Using the text on the partitioner settings dialog, answer the questions below and number your answers to match.
1. What kind of object is passed in when the `dialog` class is instantiated?
2. What must `open()` return if the dialog is cancelled?
3. Which two methods give access to the Changed flag?

_SELECTED TEXT_.
__________

The `dialog` class is responsible for constructing and opening the settings dialog for the partitioner. When you open the partitioning settings in the PDI client (Spoon), the system instantiates the `dialog` class passing in a `StepPartitioningMeta` object. Retrieve the `Partitioner` object by calling `getPartitioner()` and call the `open()` method on the dialog. [SWT](http://www.eclipse.org/swt/) is the native windowing environment of the PDI client and the framework used for implementing dialogs.

* **public String open()**

  This method returns only after the dialog has been confirmed or cancelled. The method must conform to these rules:

  * If the dialog is confirmed:
    * The `Partition` object must be updated to reflect the new settings.
    * If you changed any settings, the `StepPartitioningMeta` object Changed flag must be set to `true`.
    * `open()` returns the name of the step to which the partitioning is applied—use the **stepname** field inherited from `BaseStepDialog`.
  * If the dialog is cancelled:
    * The `Partition` object must not be changed.
    * The `StepPartitioningMeta` object Changed flag must be set to the value it had at the time the dialog opened.
    * **open()** must return `null`.

The `StepPartitioningMeta` object has an internal Changed flag that is accessible using `hasChanged()` and `setChanged()`. The PDI client decides whether the transformation has unsaved changes based on the Changed flag, so it is important for the dialog to set the flag appropriately.

__________

_INFORMATION SUPPLIED_.
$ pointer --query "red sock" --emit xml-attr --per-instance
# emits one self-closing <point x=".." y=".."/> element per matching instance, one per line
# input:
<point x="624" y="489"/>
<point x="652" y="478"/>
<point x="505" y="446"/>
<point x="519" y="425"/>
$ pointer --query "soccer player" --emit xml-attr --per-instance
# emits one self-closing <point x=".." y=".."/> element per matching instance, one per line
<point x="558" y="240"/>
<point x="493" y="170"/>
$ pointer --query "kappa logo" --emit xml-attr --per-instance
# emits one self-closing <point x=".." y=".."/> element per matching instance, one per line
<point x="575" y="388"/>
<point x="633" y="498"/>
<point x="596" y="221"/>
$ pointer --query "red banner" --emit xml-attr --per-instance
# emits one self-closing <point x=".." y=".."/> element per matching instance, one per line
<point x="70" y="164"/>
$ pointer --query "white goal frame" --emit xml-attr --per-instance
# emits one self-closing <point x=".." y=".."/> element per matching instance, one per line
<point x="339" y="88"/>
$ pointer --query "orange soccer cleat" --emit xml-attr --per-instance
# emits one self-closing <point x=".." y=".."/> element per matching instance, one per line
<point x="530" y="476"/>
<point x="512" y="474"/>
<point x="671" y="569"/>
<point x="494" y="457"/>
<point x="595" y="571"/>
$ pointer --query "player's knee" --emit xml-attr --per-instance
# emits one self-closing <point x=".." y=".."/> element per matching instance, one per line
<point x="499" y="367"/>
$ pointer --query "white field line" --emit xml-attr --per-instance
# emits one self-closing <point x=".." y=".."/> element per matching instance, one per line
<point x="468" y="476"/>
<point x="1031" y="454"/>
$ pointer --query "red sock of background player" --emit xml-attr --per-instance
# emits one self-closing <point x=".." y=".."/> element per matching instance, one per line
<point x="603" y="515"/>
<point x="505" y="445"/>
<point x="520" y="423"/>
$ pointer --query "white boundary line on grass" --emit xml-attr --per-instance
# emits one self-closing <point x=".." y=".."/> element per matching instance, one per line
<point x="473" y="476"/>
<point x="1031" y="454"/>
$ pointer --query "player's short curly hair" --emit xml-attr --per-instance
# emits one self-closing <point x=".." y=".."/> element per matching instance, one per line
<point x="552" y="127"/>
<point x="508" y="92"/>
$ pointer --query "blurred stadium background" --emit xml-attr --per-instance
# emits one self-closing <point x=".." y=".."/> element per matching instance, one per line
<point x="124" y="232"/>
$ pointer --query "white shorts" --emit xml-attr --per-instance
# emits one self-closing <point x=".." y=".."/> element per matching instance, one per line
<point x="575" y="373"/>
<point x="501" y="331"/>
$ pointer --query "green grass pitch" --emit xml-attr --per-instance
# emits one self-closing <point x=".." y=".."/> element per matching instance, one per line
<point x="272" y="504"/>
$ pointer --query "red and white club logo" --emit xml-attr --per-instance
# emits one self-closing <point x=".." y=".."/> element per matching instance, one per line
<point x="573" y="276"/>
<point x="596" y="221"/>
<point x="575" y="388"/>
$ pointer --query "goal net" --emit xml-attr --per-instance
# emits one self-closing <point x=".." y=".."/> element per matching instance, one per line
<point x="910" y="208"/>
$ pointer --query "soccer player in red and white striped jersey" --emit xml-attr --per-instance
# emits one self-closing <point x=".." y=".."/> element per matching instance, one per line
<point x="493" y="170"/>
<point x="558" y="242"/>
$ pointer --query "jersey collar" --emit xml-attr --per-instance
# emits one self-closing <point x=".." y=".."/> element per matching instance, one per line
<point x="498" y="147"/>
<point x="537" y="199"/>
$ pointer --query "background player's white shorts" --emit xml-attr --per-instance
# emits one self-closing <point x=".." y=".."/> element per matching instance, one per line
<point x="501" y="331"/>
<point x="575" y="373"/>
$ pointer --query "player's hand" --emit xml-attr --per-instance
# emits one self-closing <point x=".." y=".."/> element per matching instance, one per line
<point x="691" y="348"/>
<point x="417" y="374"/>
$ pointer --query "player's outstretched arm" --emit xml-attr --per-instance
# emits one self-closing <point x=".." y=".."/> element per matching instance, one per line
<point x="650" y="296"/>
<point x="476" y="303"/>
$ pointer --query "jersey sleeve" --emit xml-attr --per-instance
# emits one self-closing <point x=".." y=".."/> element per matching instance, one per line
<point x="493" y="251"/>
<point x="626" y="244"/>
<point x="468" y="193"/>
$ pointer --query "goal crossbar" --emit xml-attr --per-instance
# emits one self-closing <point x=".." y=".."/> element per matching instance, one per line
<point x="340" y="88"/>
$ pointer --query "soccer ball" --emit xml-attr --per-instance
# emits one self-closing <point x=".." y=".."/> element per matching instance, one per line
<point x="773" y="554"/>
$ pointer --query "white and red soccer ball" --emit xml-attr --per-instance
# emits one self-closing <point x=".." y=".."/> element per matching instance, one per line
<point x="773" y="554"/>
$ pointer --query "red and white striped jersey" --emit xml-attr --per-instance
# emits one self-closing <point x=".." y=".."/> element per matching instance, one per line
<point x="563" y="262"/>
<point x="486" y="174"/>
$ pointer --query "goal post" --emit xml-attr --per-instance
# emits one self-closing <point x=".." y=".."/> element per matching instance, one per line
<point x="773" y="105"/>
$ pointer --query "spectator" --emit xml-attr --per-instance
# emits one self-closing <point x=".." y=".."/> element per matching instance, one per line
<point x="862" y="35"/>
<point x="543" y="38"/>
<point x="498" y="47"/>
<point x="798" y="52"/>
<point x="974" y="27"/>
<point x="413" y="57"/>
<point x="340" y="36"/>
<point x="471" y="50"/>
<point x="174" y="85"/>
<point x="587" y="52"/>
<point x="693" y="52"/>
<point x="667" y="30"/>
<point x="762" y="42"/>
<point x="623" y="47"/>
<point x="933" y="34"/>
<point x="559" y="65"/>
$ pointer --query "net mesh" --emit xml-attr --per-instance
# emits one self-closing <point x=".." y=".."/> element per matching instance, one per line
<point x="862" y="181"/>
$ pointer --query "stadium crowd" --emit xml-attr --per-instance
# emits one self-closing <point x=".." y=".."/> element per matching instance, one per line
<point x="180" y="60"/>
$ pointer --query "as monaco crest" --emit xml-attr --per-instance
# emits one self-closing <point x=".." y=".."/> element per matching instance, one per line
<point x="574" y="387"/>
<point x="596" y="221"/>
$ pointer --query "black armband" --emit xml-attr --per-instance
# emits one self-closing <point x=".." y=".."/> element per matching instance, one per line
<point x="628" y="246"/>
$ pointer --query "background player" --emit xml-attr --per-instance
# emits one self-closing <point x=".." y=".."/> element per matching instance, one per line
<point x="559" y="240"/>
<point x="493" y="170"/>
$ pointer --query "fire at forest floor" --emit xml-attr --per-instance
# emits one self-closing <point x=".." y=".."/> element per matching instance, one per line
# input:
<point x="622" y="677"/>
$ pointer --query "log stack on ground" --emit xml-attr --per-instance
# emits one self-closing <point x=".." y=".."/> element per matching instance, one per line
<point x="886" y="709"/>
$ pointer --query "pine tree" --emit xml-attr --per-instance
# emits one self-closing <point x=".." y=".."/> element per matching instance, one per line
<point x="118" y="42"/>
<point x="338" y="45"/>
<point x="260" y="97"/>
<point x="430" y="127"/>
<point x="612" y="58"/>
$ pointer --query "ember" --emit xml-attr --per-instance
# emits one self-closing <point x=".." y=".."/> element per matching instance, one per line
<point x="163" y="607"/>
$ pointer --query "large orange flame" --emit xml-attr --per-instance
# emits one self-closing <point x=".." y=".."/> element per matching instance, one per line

__________

_ANSWER BELOW_.
1. A `StepPartitioningMeta` object.
2. `null`.
3. `hasChanged()` and `setChanged()`.